◆ **Aim of the exercise**
Print every row below word for word, leaving out the picture.

◆ **Supplied data**
------------------------------

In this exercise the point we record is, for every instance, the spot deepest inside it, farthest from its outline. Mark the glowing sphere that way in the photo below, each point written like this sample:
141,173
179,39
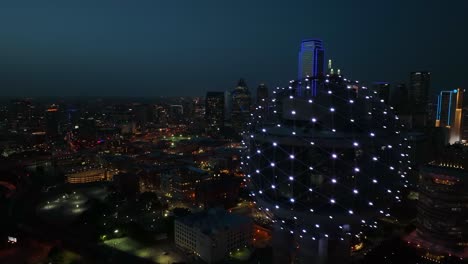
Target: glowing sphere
327,164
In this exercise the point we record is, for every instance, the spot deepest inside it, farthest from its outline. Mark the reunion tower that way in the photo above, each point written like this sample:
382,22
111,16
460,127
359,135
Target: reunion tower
324,163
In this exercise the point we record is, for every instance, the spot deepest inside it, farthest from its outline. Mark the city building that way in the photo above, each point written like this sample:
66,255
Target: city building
262,94
214,110
383,90
52,122
88,176
311,62
464,130
241,104
442,226
450,113
309,170
419,89
213,234
420,84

------------------------------

◆ **Response for this exercise**
In this exercise the point we record is, for every instance, the spot deepest inside it, farthest from its outline. Mark the glowing sphere that way in the photo below, each point written like this sample:
141,173
179,39
Target: glowing sphere
327,164
In this exercise the point we record is, for every instance, the spot deepest inside it, farthest from its outline. Mark the reunion tower that way in the photo above, each point written like this sample:
382,22
111,16
460,127
359,135
Target: reunion tower
324,163
In this exercise the point we record is, for every instance, the spot deepest inside it, farthest from its outline. Mark the city building that way in the photo above, each point written like this sample:
66,255
Target: city building
262,94
214,110
383,90
52,122
88,176
311,62
464,130
241,104
442,226
450,113
309,170
419,89
213,234
420,84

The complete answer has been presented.